#### Tekst
┌──

Wszyscy pasażerowie pojazdu byli dobrymi przyjaciółmi, mieszkali na East Elmhurst, mieli od 19 do 21 lat. Jedna z tych osób obchodziła swoje urodziny.

Przez cały weekend w miejsce, gdzie doszło do tragedii, przychodziły pogrążone w rozpaczy rodziny zabitych. Matki, które straciły swoje dzieci, szlochały z bólu.

– Oni znali się od lat. Razem się wychowywali i dorastali. W każdą niedzielę chodzili do kościoła. Przed nimi było całe życie! – opowiada nie mogąca powstrzymać łez Susan Martinez, sąsiadka ofiar. – Obie dziewczyny od lat przychodziły strzyc włosy do mojego salonu. Nie mogę uwierzyć, że w ten okrutny sposób zakończyło się ich młode życie – dodaje Sheila Ortiz fryzjerka...

Obecnie policja prowadzi śledztwo i ustala przyczynę dramatu. Kierowca pojazdu po kilku godzinach został zidentyfikowany, oficerowie śledczy przeprowadzili wstępne badania na obecność alkoholu i narkotyków w organizmie.

└──

#### Pozycje
┌──

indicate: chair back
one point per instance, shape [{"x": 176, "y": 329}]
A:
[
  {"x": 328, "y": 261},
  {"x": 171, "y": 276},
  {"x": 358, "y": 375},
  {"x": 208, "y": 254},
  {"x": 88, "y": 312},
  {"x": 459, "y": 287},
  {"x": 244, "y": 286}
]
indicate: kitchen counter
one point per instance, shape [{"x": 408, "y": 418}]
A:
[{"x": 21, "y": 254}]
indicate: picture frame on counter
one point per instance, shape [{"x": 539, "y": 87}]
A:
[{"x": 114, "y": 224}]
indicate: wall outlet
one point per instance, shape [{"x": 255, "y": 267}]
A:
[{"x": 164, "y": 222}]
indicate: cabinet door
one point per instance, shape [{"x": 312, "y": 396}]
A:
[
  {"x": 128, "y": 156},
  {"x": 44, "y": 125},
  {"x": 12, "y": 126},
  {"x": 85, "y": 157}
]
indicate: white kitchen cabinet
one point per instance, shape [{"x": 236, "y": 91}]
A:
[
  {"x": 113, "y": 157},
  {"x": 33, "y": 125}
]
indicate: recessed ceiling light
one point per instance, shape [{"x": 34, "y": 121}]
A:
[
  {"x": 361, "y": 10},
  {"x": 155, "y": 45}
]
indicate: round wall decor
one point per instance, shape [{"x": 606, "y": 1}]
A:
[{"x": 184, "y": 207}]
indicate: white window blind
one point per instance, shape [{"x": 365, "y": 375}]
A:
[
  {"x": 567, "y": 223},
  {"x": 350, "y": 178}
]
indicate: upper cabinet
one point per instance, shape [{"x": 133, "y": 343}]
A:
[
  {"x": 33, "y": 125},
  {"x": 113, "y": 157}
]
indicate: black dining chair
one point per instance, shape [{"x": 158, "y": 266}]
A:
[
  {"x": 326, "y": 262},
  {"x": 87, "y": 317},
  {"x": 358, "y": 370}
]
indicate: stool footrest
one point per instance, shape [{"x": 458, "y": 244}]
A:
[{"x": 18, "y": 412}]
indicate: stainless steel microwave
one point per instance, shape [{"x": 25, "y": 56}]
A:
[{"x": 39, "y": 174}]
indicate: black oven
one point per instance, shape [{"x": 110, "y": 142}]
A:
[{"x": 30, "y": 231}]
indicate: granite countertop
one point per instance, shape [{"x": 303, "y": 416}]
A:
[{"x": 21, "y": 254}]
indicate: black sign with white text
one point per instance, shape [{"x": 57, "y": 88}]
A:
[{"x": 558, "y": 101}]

└──

#### Polecenia
• 1. Na podstawie tekstu o tragedii wyjaśnij w jednym do trzech zdań, skąd fryzjerka Sheila Ortiz znała obie dziewczyny.
• 2. Przepisz dosłownie fragment tekstu o tragedii, zaczynając od „Wszyscy pasażerowie pojazdu” i kontynuując aż do „Sheila Ortiz fryzjerka...”.
Pozycje nie mają żadnego związku z tekstem.

#### Odpowiedzi do poleceń
• 1. Sheila Ortiz znała obie dziewczyny, ponieważ od lat przychodziły do jej salonu strzyc włosy.

• 2.
Wszyscy pasażerowie pojazdu byli dobrymi przyjaciółmi, mieszkali na East Elmhurst, mieli od 19 do 21 lat. Jedna z tych osób obchodziła swoje urodziny.

Przez cały weekend w miejsce, gdzie doszło do tragedii, przychodziły pogrążone w rozpaczy rodziny zabitych. Matki, które straciły swoje dzieci, szlochały z bólu.

– Oni znali się od lat. Razem się wychowywali i dorastali. W każdą niedzielę chodzili do kościoła. Przed nimi było całe życie! – opowiada nie mogąca powstrzymać łez Susan Martinez, sąsiadka ofiar. – Obie dziewczyny od lat przychodziły strzyc włosy do mojego salonu. Nie mogę uwierzyć, że w ten okrutny sposób zakończyło się ich młode życie – dodaje Sheila Ortiz fryzjerka...